[Location labeling records]
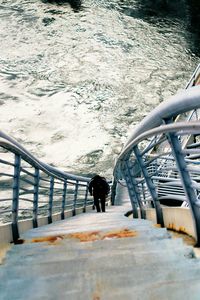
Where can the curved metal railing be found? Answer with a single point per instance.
(157, 163)
(32, 189)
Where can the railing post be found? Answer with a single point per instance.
(187, 182)
(85, 199)
(130, 186)
(51, 189)
(136, 190)
(151, 187)
(15, 203)
(75, 198)
(35, 197)
(63, 200)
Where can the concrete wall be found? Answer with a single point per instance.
(175, 218)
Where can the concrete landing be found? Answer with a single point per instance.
(100, 256)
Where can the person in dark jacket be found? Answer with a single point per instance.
(99, 189)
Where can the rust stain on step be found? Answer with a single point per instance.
(88, 236)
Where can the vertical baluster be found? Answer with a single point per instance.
(35, 197)
(15, 203)
(151, 187)
(130, 186)
(86, 196)
(193, 201)
(51, 190)
(75, 198)
(64, 200)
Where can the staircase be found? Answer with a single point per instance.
(53, 264)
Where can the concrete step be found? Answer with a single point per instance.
(130, 282)
(43, 253)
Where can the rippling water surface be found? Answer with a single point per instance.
(74, 84)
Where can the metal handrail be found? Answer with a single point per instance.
(136, 162)
(56, 188)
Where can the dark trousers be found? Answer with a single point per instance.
(102, 199)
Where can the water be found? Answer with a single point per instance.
(74, 84)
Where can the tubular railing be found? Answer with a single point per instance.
(164, 168)
(30, 189)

Aim. Reproduce only the part of the rows that opens with the line containing "Where can the rippling" and runs through the last row, inclusive. Keep the requests and shift every point coordinate in the answers by -44.

Written answer.
Where can the rippling water surface be found? Answer with a single point per instance.
(30, 40)
Where can the metal handrail be found? Answer with a single point per instance.
(92, 118)
(12, 144)
Where can the dark trousers be found? Answer with a single point per instance.
(58, 155)
Where can the water be found? Answer with a single point per instance.
(30, 40)
Where can the tubular railing be found? Answer with a single point per instance.
(120, 124)
(-14, 145)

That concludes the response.